* **Texto apresentado**:
★ ★ ★ ★

Art. 8º É livre a associação profissional ou sindical, observado o seguinte:

(…)

III – ao sindicato cabe a defesa dos direitos e interesses coletivos ou individuais da categoria, inclusive em questões judiciais ou administrativas;

(...)

Como se percebe, houve expressa previsão pelo legislador constitucional de que o sindicato age em defesa dos interesses coletivos ou individuais da categoria que representa, inclusive em questões judiciais ou administrativas.

Nestas condições, se, nos termos do dispositivo constitucional, o sindicato age em prol de uma categoria e, mais, se a decisão proferida toca com os interesses da categoria, deve ser reconhecido aos futuros associados o direito de vindicar o resultado útil de decisão que está a beneficiar aquela categoria com a qual está diretamente ligada.

★ ★ ★ ★

* **Partes do exercício**:
[1] No texto apresentado, a quem cabe a defesa dos direitos e interesses coletivos ou individuais da categoria?
[2] Passe para o inglês esta frase do texto apresentado: "Como se percebe, houve expressa previsão pelo legislador constitucional de que o sindicato age em defesa dos interesses coletivos ou individuais da categoria que representa, inclusive em questões judiciais ou administrativas."
Os itens não servem para nenhuma destas tarefas.

★ ★ ★ ★

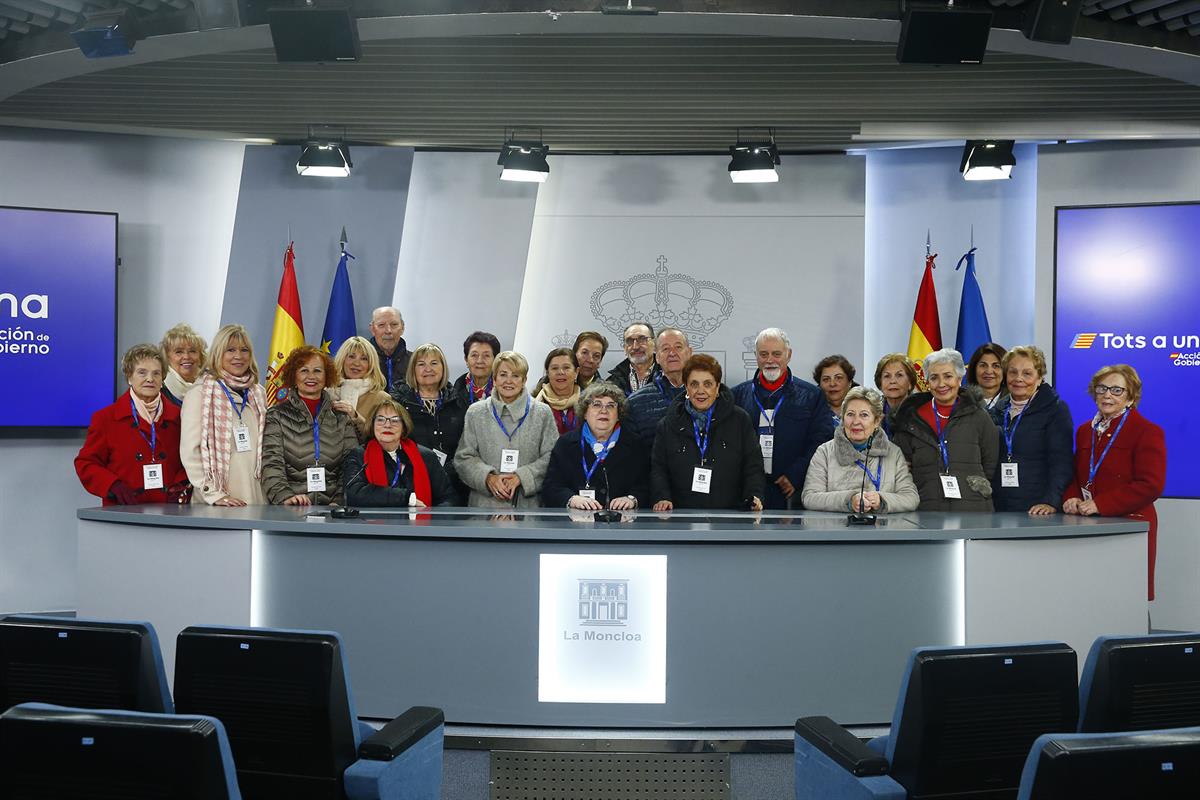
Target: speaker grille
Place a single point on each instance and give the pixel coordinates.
(609, 776)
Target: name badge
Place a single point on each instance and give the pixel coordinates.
(767, 444)
(951, 487)
(1008, 474)
(316, 479)
(151, 476)
(241, 438)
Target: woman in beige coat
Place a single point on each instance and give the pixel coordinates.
(859, 456)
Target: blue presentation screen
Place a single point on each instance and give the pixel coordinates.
(1127, 290)
(58, 316)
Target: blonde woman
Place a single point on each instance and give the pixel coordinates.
(221, 441)
(359, 383)
(185, 352)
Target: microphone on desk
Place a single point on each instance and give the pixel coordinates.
(859, 517)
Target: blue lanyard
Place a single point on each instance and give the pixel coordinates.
(471, 389)
(316, 434)
(941, 434)
(695, 427)
(774, 411)
(600, 455)
(1011, 433)
(245, 400)
(879, 474)
(1093, 465)
(499, 422)
(154, 432)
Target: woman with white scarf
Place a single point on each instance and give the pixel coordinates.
(360, 383)
(559, 389)
(185, 352)
(222, 421)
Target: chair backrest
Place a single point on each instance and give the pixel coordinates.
(1140, 683)
(82, 663)
(1149, 764)
(966, 716)
(51, 752)
(285, 698)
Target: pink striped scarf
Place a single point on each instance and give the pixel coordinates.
(217, 421)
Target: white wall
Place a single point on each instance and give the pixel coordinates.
(462, 258)
(1102, 174)
(175, 199)
(789, 254)
(910, 192)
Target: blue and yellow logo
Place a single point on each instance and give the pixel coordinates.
(1083, 341)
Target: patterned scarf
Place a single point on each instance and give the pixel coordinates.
(217, 421)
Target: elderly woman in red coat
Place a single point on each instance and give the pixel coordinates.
(1120, 457)
(131, 453)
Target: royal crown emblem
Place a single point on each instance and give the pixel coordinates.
(664, 300)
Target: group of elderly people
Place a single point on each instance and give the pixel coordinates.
(661, 431)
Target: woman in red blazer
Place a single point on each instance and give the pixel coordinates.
(131, 453)
(1120, 457)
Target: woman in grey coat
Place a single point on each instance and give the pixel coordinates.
(948, 438)
(507, 440)
(858, 456)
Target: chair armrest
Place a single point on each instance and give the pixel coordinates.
(401, 733)
(841, 746)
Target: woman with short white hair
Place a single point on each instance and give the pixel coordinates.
(859, 469)
(948, 438)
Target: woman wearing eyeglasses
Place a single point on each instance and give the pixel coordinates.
(393, 469)
(1120, 457)
(594, 467)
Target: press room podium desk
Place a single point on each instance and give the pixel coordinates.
(769, 617)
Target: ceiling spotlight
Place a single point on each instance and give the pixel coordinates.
(988, 160)
(324, 156)
(108, 32)
(754, 160)
(523, 160)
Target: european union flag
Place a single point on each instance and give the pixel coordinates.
(973, 328)
(340, 318)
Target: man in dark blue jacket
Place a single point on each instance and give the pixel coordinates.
(647, 407)
(790, 414)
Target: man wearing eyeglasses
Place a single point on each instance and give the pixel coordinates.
(639, 368)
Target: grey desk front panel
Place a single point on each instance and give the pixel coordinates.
(759, 635)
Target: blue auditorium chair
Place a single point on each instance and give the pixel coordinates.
(1140, 683)
(1134, 765)
(285, 697)
(51, 752)
(82, 663)
(964, 722)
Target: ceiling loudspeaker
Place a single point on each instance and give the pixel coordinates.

★ ★ ★ ★

* **Respostas por tarefa**:
[1] Ao sindicato, inclusive em questões judiciais ou administrativas.

[2] As can be seen, the constitutional legislator expressly provided that the union acts in defense of the collective or individual interests of the category it represents, including in judicial or administrative matters.